====== Text provided

Have you submitted your port for inclusion in the ports tree? That is a lot easier than applying your script.


----------



## jstrom (Apr 28, 2014)

Hi,

first of, no I have not submitted it yet. Wanted at least _someone_ else to try it before sent of. Thanks for that  But submission is absolutely planned. 

Regarding 10.0 problems, I think a friend of mine had those problems.. he managed to patch it away with some brute force hacking (he's not a programmer), so the result wasn't as clean. But it basically boiled down to some includes which needed adding, and removing "tr1" in some places..

Not too familiar with 10.0 and gcc/clang/C++11 and so on, so I'm not sure how a "proper" code fix for the tr1 issue would look, but surely there must be some way for pre-c11 code (which uses ::tr1) to be compiled using a c11-aware compiler?


----------



## mix_room (Apr 28, 2014)

I added some stuff to my previous post. The errors are gone using a forced GCC compile and two include statements.

It seems to be working.


----------



## jstrom (Apr 28, 2014)

Ah, simple include fix yes. Thanks!

I think it should be able to compile with clang though, if those ::tr1 things are fixed.. GCC is not installed by default on FreeBSD 10 if I've understood correctly? Which means we'd want it to build with clang if possible.

============
====== Data listing

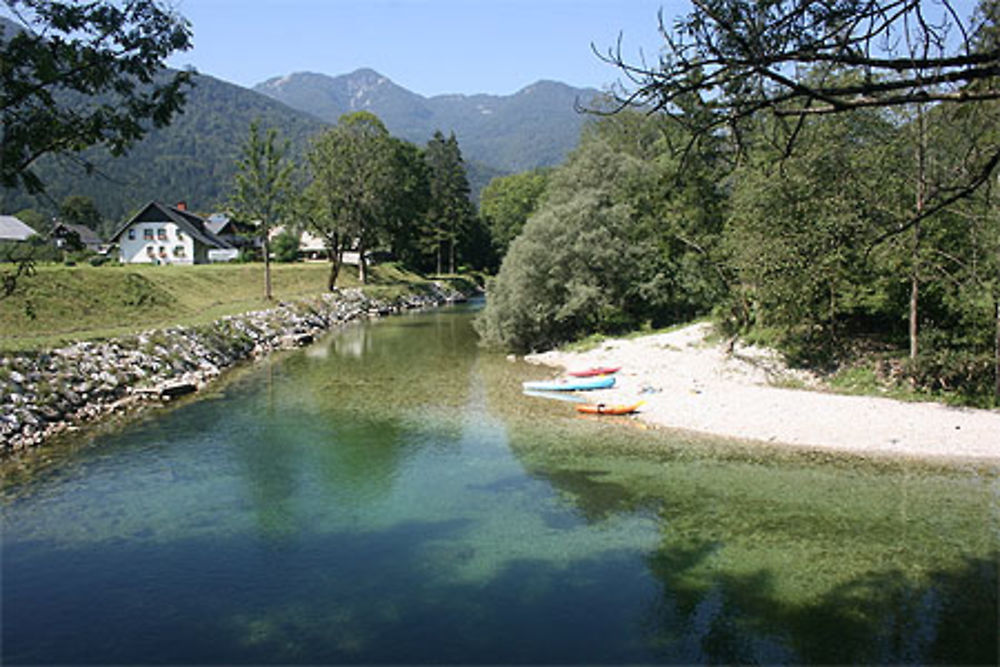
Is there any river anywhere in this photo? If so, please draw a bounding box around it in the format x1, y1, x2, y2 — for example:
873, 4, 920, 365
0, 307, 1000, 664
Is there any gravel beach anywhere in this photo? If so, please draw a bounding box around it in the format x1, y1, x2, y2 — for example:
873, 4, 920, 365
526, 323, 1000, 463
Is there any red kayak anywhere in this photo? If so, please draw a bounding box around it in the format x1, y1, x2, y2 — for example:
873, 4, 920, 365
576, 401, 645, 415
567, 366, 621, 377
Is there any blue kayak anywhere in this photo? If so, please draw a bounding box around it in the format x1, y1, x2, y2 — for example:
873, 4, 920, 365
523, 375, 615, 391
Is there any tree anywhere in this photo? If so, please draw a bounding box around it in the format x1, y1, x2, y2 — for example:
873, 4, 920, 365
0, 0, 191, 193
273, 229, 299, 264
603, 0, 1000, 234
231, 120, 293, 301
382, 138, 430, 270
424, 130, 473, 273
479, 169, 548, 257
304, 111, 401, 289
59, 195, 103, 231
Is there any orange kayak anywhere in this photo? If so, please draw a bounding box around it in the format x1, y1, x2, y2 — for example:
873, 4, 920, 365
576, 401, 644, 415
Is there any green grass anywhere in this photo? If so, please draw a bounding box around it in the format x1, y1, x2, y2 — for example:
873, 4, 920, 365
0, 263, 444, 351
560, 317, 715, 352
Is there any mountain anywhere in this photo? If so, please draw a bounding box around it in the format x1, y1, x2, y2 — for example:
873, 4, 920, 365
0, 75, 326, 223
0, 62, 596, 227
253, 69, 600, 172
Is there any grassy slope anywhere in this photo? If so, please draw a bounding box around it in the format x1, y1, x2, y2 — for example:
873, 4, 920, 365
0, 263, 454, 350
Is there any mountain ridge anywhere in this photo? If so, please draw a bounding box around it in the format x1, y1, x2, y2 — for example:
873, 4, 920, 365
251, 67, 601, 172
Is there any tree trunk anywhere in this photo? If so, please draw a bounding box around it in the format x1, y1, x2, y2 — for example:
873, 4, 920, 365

============
====== Data listing

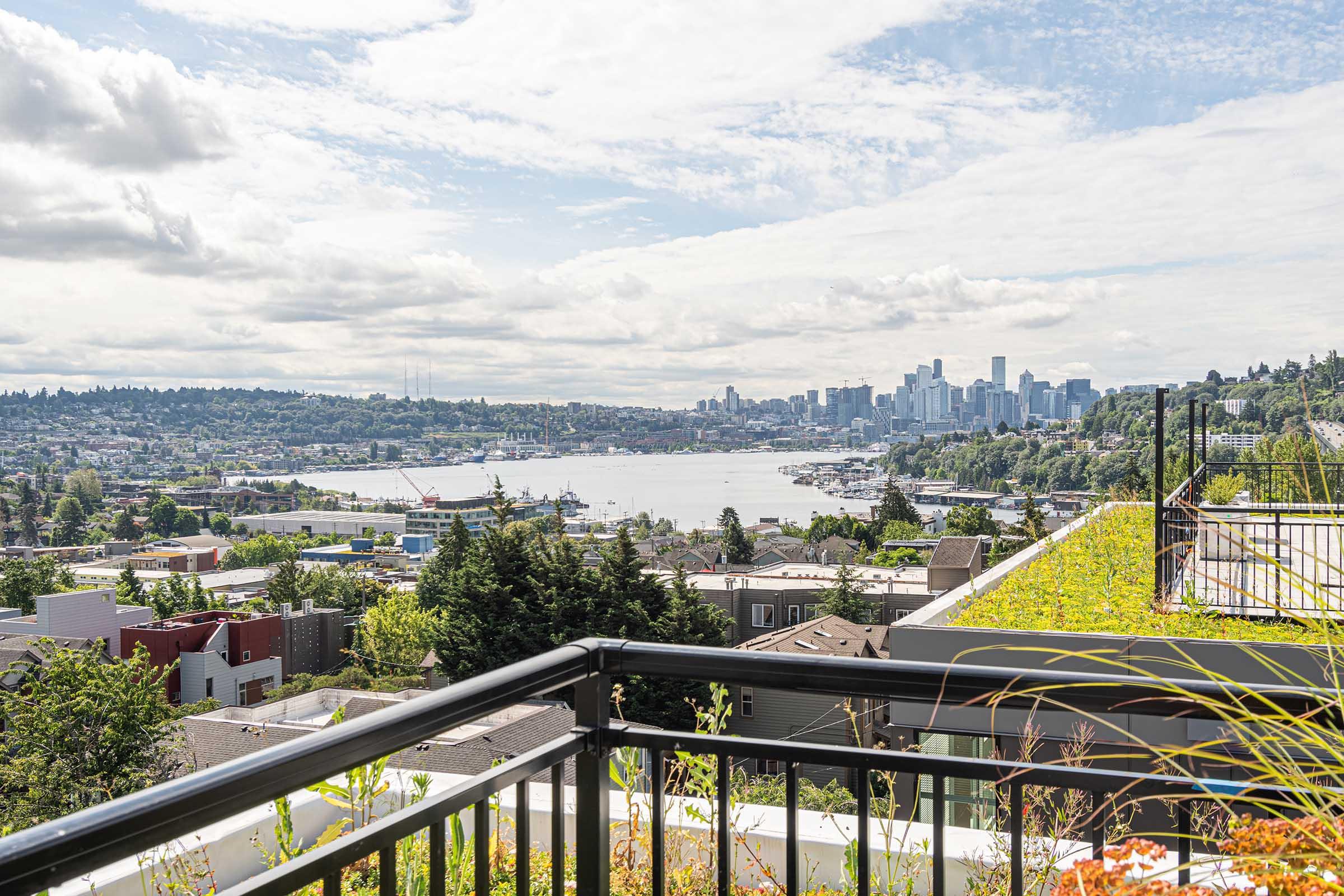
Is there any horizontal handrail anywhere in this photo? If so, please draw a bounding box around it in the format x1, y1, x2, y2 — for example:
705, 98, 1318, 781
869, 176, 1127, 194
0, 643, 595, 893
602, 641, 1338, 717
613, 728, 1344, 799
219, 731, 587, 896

============
====== Data listing

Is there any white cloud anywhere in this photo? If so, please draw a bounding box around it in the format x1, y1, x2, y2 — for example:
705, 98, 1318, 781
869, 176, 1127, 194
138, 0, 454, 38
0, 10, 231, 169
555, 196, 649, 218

============

**Complete the following:**
(A) In the forum thread, what made the errors go away in mix_room's compile?
(B) From the records, extract the stretch from the line containing "Is there any white" through the line containing "555, 196, 649, 218".
These records have no connection to the forum thread.

**Answers:**
(A) A forced GCC compile and two include statements.

(B)
Is there any white cloud anywhere in this photo? If so, please draw a bounding box around it in the format x1, y1, x2, y2 — for example:
705, 98, 1318, 781
869, 176, 1127, 194
138, 0, 454, 38
0, 10, 231, 169
555, 196, 649, 218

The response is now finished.